All of the material below is to be retyped exactly.
--- START OF Exercise materials ---
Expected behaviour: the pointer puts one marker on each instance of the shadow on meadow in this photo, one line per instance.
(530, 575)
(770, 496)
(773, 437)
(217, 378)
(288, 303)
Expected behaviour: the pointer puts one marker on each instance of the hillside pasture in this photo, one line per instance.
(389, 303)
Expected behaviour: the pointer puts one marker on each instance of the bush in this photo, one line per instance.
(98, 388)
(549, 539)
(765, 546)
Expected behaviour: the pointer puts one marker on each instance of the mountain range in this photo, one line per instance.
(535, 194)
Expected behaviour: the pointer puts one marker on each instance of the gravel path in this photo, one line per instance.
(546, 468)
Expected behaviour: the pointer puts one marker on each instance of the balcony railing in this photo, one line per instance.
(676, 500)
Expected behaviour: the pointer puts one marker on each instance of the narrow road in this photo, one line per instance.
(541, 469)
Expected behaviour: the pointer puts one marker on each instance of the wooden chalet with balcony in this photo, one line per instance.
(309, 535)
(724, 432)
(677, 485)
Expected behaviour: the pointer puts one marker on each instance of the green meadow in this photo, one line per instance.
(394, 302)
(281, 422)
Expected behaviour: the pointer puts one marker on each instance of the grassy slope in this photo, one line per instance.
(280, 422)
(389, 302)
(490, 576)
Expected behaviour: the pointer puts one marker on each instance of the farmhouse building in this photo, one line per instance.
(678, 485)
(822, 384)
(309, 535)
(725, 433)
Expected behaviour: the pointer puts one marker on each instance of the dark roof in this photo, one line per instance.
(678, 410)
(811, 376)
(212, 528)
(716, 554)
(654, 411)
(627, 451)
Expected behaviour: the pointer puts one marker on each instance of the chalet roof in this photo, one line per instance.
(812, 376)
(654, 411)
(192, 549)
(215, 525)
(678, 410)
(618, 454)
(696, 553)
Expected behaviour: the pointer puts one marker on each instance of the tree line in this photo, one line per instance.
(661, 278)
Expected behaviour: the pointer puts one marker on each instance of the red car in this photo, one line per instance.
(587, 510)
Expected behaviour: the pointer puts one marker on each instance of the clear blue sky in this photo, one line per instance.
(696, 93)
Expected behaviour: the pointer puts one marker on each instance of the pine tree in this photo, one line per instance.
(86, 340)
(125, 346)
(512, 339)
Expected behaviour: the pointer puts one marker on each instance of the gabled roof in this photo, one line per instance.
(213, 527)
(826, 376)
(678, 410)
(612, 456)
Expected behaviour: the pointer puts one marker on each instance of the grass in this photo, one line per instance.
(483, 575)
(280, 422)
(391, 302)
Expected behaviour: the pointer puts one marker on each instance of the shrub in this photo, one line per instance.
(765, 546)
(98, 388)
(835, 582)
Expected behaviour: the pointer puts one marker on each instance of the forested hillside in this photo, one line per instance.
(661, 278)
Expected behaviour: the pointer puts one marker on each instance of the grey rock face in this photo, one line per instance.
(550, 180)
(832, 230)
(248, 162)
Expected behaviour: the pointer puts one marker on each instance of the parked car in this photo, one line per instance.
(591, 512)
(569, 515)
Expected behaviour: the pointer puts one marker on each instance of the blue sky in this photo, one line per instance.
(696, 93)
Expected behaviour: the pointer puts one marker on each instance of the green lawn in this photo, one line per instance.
--- END OF Exercise materials ---
▸ **Answer to the exercise**:
Expected behaviour: the pointer puts one marker on each instance of the shadow on meadow in this photo, one line per instance.
(530, 575)
(770, 496)
(773, 437)
(217, 378)
(288, 303)
Expected behaviour: the pointer puts one marker on each instance of the hillside pasture in this photo, one line per instance.
(389, 303)
Expected behaviour: the pointer puts one marker on each instance of the bush in this photo, one line per instance.
(98, 388)
(549, 539)
(765, 546)
Expected behaviour: the pointer puts one marker on each instance of the mountain range in this photo, one line per instance.
(535, 194)
Expected behaviour: the pointer puts one marker on each instance of the gravel path in this photo, one line per instance.
(546, 468)
Expected behaviour: the pointer puts one marker on each instance of the balcony railing in this photo, one line per instance.
(676, 500)
Expected behaviour: the pointer puts one marker on each instance of the narrow road in this photo, one line per instance.
(541, 469)
Expected behaviour: the pointer puts one marker on each instance of the wooden chalet with balcony in this photo, one line per instance.
(309, 535)
(724, 432)
(677, 485)
Expected behaviour: the pointer puts one marker on each instance of the green meadow in this photo, one line per instance.
(394, 302)
(281, 422)
Expected behaviour: the pointer puts one marker on each instance of the grassy slope in this photo, one line per instance.
(280, 422)
(389, 302)
(490, 576)
Expected behaviour: the pointer puts one marker on each instance of the farmhouse building in this photo, one line per instance.
(678, 485)
(822, 384)
(309, 535)
(725, 433)
Expected behaviour: the pointer puts one marker on each instance of the dark roof in this photo, one line per instance.
(678, 410)
(811, 376)
(212, 528)
(716, 554)
(654, 411)
(627, 451)
Expected behaviour: the pointer puts one marker on each instance of the chalet roof in this photo, one line per instance.
(812, 376)
(654, 411)
(192, 549)
(215, 525)
(678, 410)
(618, 454)
(696, 553)
Expected behaviour: the pointer puts one marker on each instance of the tree line in this photo, one line per instance.
(661, 278)
Expected behaviour: the pointer puts one marker on each instance of the red car in this photo, one line per instance.
(587, 510)
Expected behaviour: the pointer puts one marker on each instance of the clear blue sky in this photo, one line per instance.
(696, 93)
Expected behaviour: the pointer puts one marker on each instance of the pine tree in this photo, one line per instance.
(86, 340)
(125, 346)
(512, 339)
Expected behaviour: the pointer puts one marker on each instance of the gabled roof in this photo, one line per instance.
(213, 527)
(826, 376)
(678, 410)
(612, 456)
Expected behaviour: the pointer puts one marker on each instance of the grass in this photo, one line per instance.
(483, 575)
(280, 422)
(391, 302)
Expected behaviour: the pointer puts one marker on each instance of the shrub in this photo, one line per instance.
(765, 546)
(98, 388)
(835, 582)
Expected behaviour: the pointer puts one marker on each instance of the forested hillside in this photo, one line per instance.
(661, 278)
Expected behaviour: the pointer puts one marker on each instance of the grey rock face in this photo, one line per instance.
(550, 180)
(832, 230)
(248, 162)
Expected behaviour: the pointer puts one marker on each instance of the parked car in this photo, one line per instance.
(591, 512)
(569, 515)
Expected behaviour: the pointer puts one marker on each instance of the blue sky in this photo, one line per instance.
(696, 93)
Expected behaviour: the pointer puts one marker on each instance of the green lawn in this photo, one line per instance.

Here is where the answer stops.